- _Questions_
A: List every city or county the first sentence of the 16th District passage names as lying within the district.
B: Say whether each statement agrees with the 16th District passage: (i) Aird once worked as Dance's legislative aide; (ii) the $315 million will fund a replacement hospital in Chesterfield County; (iii) Dance previously served as mayor of Richmond. Answer yes or no for each, quoting the deciding words.

The 16th District stretches from Petersburg and Hopewell to south and east Richmond, picking up portions of Dinwiddie, Chesterfield and Prince George along the way.
While Morrissey is appealing to disenfranchised voters, Dance is running on her record of service. She has advocated for changes in the state’s minimum-wage law and reform in Virginia’s hiring standards. She and Aird, her former legislative aide who succeeded her as delegate when Dance opted to run for Senate in 2015, recently scored a major victory in landing $315 million in state funding to build a replacement for Central State Hospital in Dinwiddie County within the next five years.
A former Petersburg mayor, Dance also has developed close professional and personal ties with influential Democrats in the Richmond area and statewide who are expected to throw their support behind her for the primary.

- _Dataset excerpts_
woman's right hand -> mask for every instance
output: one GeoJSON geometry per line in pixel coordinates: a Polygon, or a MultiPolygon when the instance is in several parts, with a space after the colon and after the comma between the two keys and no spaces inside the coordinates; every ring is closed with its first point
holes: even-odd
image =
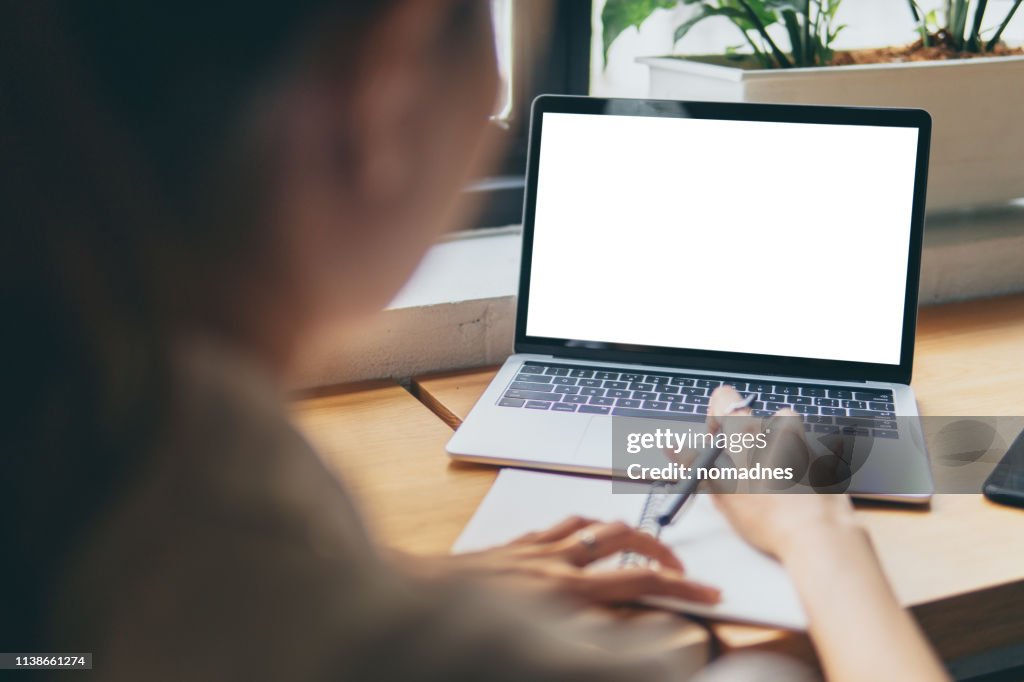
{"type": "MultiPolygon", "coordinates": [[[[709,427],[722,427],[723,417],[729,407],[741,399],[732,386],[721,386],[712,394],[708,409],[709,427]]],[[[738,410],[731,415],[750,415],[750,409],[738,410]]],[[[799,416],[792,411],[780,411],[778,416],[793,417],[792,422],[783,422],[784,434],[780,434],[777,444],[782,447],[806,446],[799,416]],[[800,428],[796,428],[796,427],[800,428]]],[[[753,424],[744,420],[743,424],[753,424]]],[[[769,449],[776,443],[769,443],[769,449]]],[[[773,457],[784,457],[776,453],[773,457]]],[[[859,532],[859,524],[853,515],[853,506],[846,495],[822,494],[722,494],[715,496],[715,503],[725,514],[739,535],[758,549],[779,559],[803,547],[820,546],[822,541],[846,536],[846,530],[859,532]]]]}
...
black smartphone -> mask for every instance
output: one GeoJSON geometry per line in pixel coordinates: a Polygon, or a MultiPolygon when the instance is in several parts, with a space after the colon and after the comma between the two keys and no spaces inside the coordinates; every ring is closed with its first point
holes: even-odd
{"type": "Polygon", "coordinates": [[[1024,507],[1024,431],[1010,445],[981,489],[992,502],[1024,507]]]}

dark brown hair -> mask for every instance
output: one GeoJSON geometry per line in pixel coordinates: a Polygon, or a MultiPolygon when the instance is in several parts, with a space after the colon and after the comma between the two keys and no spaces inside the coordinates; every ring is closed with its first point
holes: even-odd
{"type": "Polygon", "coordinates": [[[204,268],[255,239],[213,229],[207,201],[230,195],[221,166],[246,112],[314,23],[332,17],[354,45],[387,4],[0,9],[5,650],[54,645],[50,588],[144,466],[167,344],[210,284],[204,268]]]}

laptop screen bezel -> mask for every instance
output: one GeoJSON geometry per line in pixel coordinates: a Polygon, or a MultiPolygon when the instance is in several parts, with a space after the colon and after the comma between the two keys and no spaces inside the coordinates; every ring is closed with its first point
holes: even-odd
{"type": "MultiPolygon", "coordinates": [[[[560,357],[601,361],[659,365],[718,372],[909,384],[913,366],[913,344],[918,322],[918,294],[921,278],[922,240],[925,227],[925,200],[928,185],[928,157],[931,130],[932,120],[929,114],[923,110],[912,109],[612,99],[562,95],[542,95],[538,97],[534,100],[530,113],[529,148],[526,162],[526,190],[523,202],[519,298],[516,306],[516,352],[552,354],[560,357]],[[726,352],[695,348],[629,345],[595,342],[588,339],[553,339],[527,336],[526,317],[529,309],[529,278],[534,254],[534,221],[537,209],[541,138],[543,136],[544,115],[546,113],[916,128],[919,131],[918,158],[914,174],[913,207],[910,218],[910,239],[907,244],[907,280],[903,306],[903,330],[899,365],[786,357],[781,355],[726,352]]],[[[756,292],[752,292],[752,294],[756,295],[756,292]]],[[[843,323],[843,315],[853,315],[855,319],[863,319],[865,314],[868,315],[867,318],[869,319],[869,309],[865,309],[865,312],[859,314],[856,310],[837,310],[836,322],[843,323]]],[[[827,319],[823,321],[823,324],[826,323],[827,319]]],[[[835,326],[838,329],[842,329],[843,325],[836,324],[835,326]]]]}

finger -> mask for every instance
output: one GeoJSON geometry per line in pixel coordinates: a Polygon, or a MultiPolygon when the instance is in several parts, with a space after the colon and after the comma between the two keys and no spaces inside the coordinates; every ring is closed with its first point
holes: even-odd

- _Responses to the tasks_
A: Petersburg, Hopewell, Richmond (south and east), Dinwiddie, Chesterfield, Prince George

B:
(i) Yes: "her former legislative aide who succeeded her as delegate"
(ii) No: "a replacement for Central State Hospital in Dinwiddie County"
(iii) No: "A former Petersburg mayor"